■ INSTRUCTION
Return each line of the data below unchanged.

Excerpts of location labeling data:
□ □ □ □ □ □ □

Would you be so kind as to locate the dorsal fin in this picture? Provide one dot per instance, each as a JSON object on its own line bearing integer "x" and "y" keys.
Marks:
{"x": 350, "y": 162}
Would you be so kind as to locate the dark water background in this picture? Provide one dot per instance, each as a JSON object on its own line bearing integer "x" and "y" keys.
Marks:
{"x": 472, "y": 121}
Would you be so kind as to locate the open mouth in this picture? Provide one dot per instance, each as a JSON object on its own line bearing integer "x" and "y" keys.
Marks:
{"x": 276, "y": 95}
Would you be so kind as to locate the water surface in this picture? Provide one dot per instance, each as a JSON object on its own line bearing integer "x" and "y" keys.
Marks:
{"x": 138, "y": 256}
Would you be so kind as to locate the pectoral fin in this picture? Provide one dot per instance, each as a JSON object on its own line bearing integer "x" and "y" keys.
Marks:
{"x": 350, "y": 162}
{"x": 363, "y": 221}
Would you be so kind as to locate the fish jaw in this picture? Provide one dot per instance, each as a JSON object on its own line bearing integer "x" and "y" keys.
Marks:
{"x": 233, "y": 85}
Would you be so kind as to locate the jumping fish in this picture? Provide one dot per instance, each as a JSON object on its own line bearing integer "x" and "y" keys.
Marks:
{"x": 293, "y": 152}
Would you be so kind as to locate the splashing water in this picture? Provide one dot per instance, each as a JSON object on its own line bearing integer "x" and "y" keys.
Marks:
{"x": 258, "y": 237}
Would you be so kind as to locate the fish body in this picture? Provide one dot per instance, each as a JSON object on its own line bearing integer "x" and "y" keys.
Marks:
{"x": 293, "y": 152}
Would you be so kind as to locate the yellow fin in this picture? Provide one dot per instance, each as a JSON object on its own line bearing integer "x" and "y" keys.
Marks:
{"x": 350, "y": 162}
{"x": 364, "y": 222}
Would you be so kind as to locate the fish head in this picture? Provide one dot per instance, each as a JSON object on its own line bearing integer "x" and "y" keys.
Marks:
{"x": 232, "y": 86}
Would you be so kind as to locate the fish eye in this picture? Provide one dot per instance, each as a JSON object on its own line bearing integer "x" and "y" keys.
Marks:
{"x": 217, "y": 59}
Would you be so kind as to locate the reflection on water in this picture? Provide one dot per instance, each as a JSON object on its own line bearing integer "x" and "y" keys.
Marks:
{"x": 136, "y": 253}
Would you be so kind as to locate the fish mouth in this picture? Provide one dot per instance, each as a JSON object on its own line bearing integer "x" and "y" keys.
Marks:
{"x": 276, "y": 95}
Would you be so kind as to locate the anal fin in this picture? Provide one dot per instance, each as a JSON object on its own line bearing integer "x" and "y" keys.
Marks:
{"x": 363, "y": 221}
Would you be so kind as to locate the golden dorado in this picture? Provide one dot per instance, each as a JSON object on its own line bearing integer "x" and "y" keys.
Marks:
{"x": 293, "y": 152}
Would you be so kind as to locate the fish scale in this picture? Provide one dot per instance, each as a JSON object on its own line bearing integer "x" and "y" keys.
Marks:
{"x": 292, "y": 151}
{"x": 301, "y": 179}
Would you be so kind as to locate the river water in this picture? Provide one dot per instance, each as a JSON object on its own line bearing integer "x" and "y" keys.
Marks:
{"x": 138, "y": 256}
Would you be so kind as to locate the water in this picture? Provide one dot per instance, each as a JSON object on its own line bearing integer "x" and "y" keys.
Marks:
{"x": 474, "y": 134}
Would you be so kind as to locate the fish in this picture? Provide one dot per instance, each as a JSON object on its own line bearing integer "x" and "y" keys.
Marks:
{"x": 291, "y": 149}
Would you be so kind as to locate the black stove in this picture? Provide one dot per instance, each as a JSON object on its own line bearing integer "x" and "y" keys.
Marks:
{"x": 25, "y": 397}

□ □ □ □ □ □ □

■ TASK RESPONSE
Would you be so kind as to locate the dorsal fin in this picture? Provide one dot per instance, each as a JSON object on its own line bearing integer "x" and "y" keys.
Marks:
{"x": 350, "y": 162}
Would you be so kind as to locate the dark water background in this picture? Provide one dot per instance, each as a JSON object on its own line bearing integer "x" and "y" keys.
Marks:
{"x": 472, "y": 121}
Would you be so kind as to locate the open mouth in this picture? Provide one dot per instance, each as a JSON object on its own line bearing integer "x" and "y" keys.
Marks:
{"x": 276, "y": 95}
Would you be so kind as to locate the water surface in this picture? Provide one dot per instance, each as a JSON object on its own line bearing integer "x" and "y" keys.
Marks:
{"x": 138, "y": 256}
Would you be so kind as to locate the pectoral fin in this picture? Provide one dot per instance, each as a JSON object on its own line bearing integer "x" and "y" keys.
Marks:
{"x": 350, "y": 162}
{"x": 363, "y": 221}
Would you be so kind as to locate the fish jaw in this picture? Provide one dot per instance, each as a JSON object on its own line bearing integer "x" and "y" keys.
Marks:
{"x": 233, "y": 85}
Would you be so kind as to locate the jumping fish in this picture? Provide one dot per instance, each as a JSON object on its own line bearing integer "x" and "y" keys.
Marks:
{"x": 293, "y": 152}
Would you be so kind as to locate the splashing water in this picture? Provide one dot per instance, each as a JSON object on its own line bearing integer "x" and "y" keys.
Marks:
{"x": 258, "y": 237}
Would you be so kind as to locate the fish body in this picture? Provide one dot per instance, each as a JSON object on its own line bearing integer "x" and "y" keys.
Marks:
{"x": 293, "y": 152}
Would you be so kind as to locate the yellow fin in this picture? Provide one dot per instance, each as a JSON object on its own line bearing integer "x" and "y" keys.
Marks:
{"x": 350, "y": 162}
{"x": 364, "y": 222}
Would you be so kind as to locate the fish head in this picture? Provide one dot per instance, each as a JSON object on its own line bearing integer "x" and "y" keys.
Marks:
{"x": 232, "y": 86}
Would you be so kind as to locate the fish eye in this picture? Provide one dot per instance, each as a JSON object on its own line bearing integer "x" and "y" keys.
Marks:
{"x": 217, "y": 59}
Would you be so kind as to locate the reflection on water in this picture? Provide one dot per instance, each as a JSON object on its own line bearing integer "x" and "y" keys.
Marks:
{"x": 136, "y": 253}
Would you be so kind as to locate the fish mouth in this picture? Provide one dot per instance, each as a JSON object on its own line bearing integer "x" and "y" keys.
Marks:
{"x": 276, "y": 95}
Would you be so kind as to locate the anal fin in this picture? Provide one dot per instance, each as a JSON object on its own line bearing integer "x" and "y" keys.
Marks:
{"x": 363, "y": 221}
Would you be so kind as to locate the golden dorado in this picture? Provide one dot per instance, each as a JSON object on its own line bearing integer "x" and "y" keys.
Marks:
{"x": 293, "y": 152}
Would you be so kind as to locate the fish scale in this picture? Provide one dot per instance, each as a JSON object on its own line bearing integer "x" and "y" keys.
Marks:
{"x": 292, "y": 151}
{"x": 301, "y": 179}
Would you be so kind as to locate the river water in this picture? Provide one dot per instance, each as a JSON object on its own line bearing integer "x" and "y" keys.
Marks:
{"x": 138, "y": 256}
Would you be so kind as to locate the water in this picture? Provide one dot per instance, each as a JSON object on its own line bearing integer "x" and "y" keys.
Marks:
{"x": 474, "y": 134}
Would you be so kind as to locate the fish in this picture? Provide one dot per instance, each as a JSON object on its own line bearing integer "x" and "y" keys.
Marks:
{"x": 291, "y": 149}
Would you be so kind as to locate the black stove in this picture? Provide one dot per instance, each as a JSON object on its own line bearing integer "x" and "y" keys.
Marks:
{"x": 25, "y": 397}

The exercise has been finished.